PROBLEM - Can you render these items as a two-column CSV with the headers "text" and "answer", one row per item? Put each value in a single quoted field and replace any line breaks with spaces.

Dataset entries
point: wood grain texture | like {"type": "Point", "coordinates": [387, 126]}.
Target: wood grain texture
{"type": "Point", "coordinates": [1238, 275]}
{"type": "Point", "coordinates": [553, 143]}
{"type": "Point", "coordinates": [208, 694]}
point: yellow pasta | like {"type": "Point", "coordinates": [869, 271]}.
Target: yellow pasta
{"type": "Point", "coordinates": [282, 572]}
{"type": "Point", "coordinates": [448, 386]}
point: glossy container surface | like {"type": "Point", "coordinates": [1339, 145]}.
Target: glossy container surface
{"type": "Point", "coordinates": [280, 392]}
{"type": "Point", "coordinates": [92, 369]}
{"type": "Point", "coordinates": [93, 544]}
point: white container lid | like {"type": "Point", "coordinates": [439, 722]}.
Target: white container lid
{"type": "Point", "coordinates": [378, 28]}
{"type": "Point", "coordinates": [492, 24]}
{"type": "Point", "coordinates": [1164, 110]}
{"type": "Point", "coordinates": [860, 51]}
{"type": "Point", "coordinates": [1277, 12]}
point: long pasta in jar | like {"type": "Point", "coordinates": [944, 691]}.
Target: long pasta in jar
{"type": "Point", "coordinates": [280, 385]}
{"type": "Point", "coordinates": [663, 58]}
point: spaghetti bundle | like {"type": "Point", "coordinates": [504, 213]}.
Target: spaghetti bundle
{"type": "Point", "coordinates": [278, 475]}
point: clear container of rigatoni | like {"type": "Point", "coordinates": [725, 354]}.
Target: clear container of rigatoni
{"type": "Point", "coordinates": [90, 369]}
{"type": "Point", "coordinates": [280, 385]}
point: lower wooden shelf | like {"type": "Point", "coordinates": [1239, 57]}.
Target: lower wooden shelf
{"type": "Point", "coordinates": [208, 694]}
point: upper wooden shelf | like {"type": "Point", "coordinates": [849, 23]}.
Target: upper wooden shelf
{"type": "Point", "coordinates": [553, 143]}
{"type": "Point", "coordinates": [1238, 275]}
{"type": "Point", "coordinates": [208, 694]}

ANSWER FOR THIS EXERCISE -
text,answer
"point: wood grain texture | like {""type"": ""Point"", ""coordinates"": [387, 126]}. Target: wood grain texture","{""type"": ""Point"", ""coordinates"": [1238, 275]} {""type"": ""Point"", ""coordinates"": [553, 143]} {""type"": ""Point"", ""coordinates"": [208, 694]}"
"point: yellow pasta | like {""type"": ""Point"", ""coordinates"": [869, 271]}. Target: yellow pasta","{""type"": ""Point"", ""coordinates"": [282, 572]} {""type"": ""Point"", ""coordinates"": [448, 386]}"
"point: glossy container surface | like {""type"": ""Point"", ""coordinates"": [1339, 145]}. Target: glossy container surface","{""type"": ""Point"", ""coordinates"": [280, 392]} {""type"": ""Point"", ""coordinates"": [92, 369]} {""type"": ""Point"", ""coordinates"": [93, 544]}"
"point: white container lid | like {""type"": ""Point"", ""coordinates"": [439, 722]}. Target: white container lid","{""type"": ""Point"", ""coordinates"": [378, 28]} {""type"": ""Point"", ""coordinates"": [492, 24]} {""type"": ""Point"", ""coordinates"": [1164, 110]} {""type"": ""Point"", ""coordinates"": [860, 51]} {""type"": ""Point"", ""coordinates"": [1277, 12]}"
"point: long pasta in jar | like {""type"": ""Point"", ""coordinates"": [944, 691]}. Target: long pasta in jar","{""type"": ""Point"", ""coordinates"": [280, 385]} {""type"": ""Point"", ""coordinates"": [663, 58]}"
"point: spaghetti bundle | like {""type"": ""Point"", ""coordinates"": [504, 213]}. Target: spaghetti bundle","{""type"": ""Point"", ""coordinates"": [278, 475]}"
"point: clear container of rigatoni | like {""type"": ""Point"", ""coordinates"": [725, 354]}. Target: clear container of rigatoni","{""type"": ""Point"", ""coordinates"": [90, 369]} {""type"": ""Point"", ""coordinates"": [280, 385]}"
"point: lower wooden shelf | like {""type"": ""Point"", ""coordinates"": [1239, 57]}. Target: lower wooden shelf","{""type"": ""Point"", ""coordinates"": [208, 694]}"
"point: upper wooden shelf | like {""type"": ""Point"", ""coordinates"": [849, 23]}. Target: upper wooden shelf","{""type"": ""Point"", ""coordinates"": [553, 143]} {""type"": ""Point"", ""coordinates"": [1238, 275]} {""type"": ""Point"", ""coordinates"": [208, 694]}"